→ Vorgegebener Text
Die Kombination Silsersee im Engadin, Lago di Poschiavo im Puschlav und Reschensee im Vinschgau auf einer Dreitagesreise zu erleben begeisterte viele Teilnehmende der ausgeschriebenen Reise der Schiffs-Agentur. Es ging hoch hinauf, an diesen drei Tagen. So erlebten wir die höchst gelegene Postautostation auf 2757 m über Meer. Die durchschnittliche Höhenlage der drei besuchten Alpenseen beträgt 1420 Meter über Meer; auf jedem stand eine Extrafahrt mit einem Schiff auf dem Programm und dazwischen kamen diverse andere Verkehrsmittel zum Einsatz. Reiseteilnehmer Jakob Pfiffner war vom vielseitigen Reiseprogramm in der sehr schönen Landschaft begeistert: „Besonders gut gefallen hat mir die Abwechslung von Fahrten mit Bahn, Schiff, Kutsche sowie Bus und Postauto. Dass die ganze Reise mit öffentlichen Verkehrsmitteln durchgeführt wurde, finde ich sinnvoll und interessant. Mir gefiel auch die Möglichkeit, am Lago di Poschiavo und Reschensee zu wandern.”

→ Datenzeilen
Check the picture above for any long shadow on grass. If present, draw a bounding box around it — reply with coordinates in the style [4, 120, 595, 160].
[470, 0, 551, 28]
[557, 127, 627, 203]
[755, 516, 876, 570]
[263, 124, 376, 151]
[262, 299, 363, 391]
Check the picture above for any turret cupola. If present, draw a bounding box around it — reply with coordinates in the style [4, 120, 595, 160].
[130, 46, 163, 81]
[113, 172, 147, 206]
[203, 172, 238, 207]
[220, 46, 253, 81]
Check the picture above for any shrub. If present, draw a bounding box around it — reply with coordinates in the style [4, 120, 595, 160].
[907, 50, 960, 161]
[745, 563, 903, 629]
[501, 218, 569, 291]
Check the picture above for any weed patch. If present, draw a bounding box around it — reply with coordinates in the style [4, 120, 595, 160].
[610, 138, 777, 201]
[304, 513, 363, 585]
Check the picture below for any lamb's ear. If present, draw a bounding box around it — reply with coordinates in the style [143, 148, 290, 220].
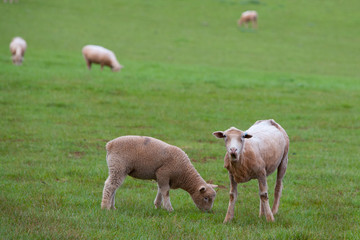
[213, 131, 225, 138]
[199, 186, 206, 193]
[243, 133, 252, 138]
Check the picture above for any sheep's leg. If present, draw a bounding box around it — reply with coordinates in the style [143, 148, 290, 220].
[252, 19, 257, 29]
[272, 154, 288, 215]
[160, 184, 174, 212]
[154, 185, 162, 208]
[101, 174, 126, 209]
[258, 173, 275, 222]
[224, 173, 238, 223]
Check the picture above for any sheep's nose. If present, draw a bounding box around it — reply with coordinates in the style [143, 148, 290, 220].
[230, 147, 237, 154]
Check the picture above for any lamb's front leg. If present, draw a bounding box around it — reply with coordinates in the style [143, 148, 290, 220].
[258, 173, 275, 222]
[154, 185, 162, 208]
[224, 173, 238, 223]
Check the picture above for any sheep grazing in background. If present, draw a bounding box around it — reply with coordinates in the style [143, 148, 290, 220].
[82, 45, 123, 72]
[213, 119, 289, 223]
[238, 11, 258, 28]
[10, 37, 27, 65]
[101, 136, 216, 211]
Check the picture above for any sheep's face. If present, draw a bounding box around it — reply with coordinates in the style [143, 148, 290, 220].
[213, 127, 252, 161]
[112, 64, 124, 72]
[191, 184, 216, 211]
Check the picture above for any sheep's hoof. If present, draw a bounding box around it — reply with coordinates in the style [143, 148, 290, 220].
[266, 215, 275, 222]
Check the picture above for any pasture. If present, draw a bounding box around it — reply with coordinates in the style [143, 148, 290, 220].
[0, 0, 360, 239]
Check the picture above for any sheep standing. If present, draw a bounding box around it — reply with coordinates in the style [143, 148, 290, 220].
[82, 45, 123, 72]
[213, 119, 289, 223]
[238, 11, 258, 28]
[10, 37, 27, 65]
[101, 136, 216, 211]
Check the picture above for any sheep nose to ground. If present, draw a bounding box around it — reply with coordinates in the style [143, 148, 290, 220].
[229, 147, 237, 156]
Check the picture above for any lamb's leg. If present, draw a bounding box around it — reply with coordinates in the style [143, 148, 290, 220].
[258, 171, 274, 222]
[154, 185, 162, 208]
[101, 174, 126, 209]
[272, 154, 288, 215]
[224, 173, 238, 223]
[252, 19, 257, 29]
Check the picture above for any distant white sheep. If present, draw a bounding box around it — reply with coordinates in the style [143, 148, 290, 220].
[101, 136, 216, 211]
[213, 119, 289, 223]
[238, 11, 258, 28]
[10, 37, 27, 65]
[82, 45, 123, 72]
[4, 0, 19, 3]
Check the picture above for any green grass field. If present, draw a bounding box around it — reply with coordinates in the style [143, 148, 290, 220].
[0, 0, 360, 239]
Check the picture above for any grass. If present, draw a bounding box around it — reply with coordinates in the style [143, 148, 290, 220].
[0, 0, 360, 239]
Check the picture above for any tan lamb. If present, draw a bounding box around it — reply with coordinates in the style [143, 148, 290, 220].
[238, 10, 258, 28]
[10, 37, 27, 65]
[101, 136, 216, 211]
[213, 119, 289, 223]
[82, 45, 124, 72]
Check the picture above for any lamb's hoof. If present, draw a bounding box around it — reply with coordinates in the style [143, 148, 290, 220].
[266, 215, 275, 222]
[223, 218, 231, 224]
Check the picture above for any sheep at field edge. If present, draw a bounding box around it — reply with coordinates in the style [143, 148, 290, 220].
[10, 37, 27, 65]
[82, 45, 123, 72]
[238, 11, 258, 28]
[213, 119, 289, 223]
[101, 136, 216, 211]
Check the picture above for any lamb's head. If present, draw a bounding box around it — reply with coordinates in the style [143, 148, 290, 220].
[191, 184, 217, 211]
[213, 127, 252, 161]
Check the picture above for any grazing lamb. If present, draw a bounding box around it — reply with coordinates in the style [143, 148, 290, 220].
[101, 136, 216, 211]
[238, 11, 258, 28]
[82, 45, 123, 72]
[213, 119, 289, 223]
[10, 37, 27, 65]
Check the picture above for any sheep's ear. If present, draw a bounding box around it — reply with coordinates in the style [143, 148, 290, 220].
[213, 131, 225, 138]
[243, 133, 252, 138]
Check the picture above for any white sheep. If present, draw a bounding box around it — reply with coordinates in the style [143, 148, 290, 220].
[101, 136, 216, 211]
[82, 45, 123, 72]
[213, 119, 289, 223]
[238, 10, 258, 28]
[10, 37, 27, 65]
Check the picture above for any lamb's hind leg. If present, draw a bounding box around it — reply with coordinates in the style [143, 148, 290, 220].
[101, 173, 126, 209]
[154, 185, 162, 208]
[272, 154, 288, 215]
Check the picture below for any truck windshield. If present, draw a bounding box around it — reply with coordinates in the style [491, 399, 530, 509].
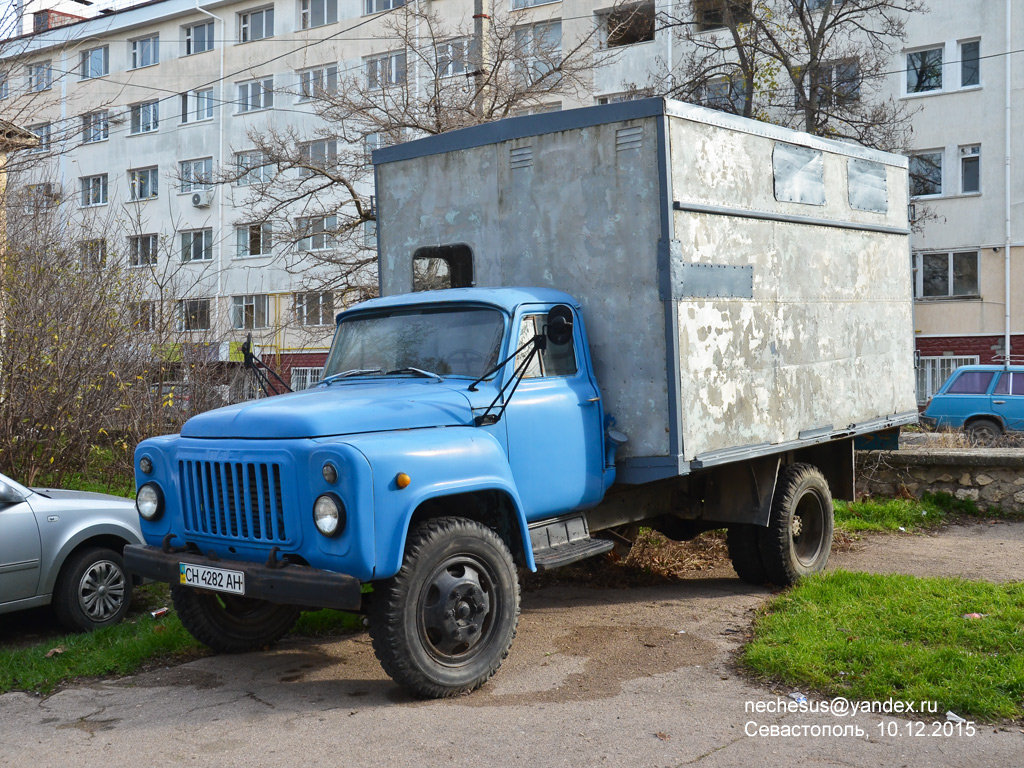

→ Aufgabenstellung
Auf welcher Höhe liegt laut dem vorgegebenen Text die höchst gelegene Postautostation, die auf der Reise erlebt wurde?

→ Lösung
Sie liegt auf 2757 m über Meer.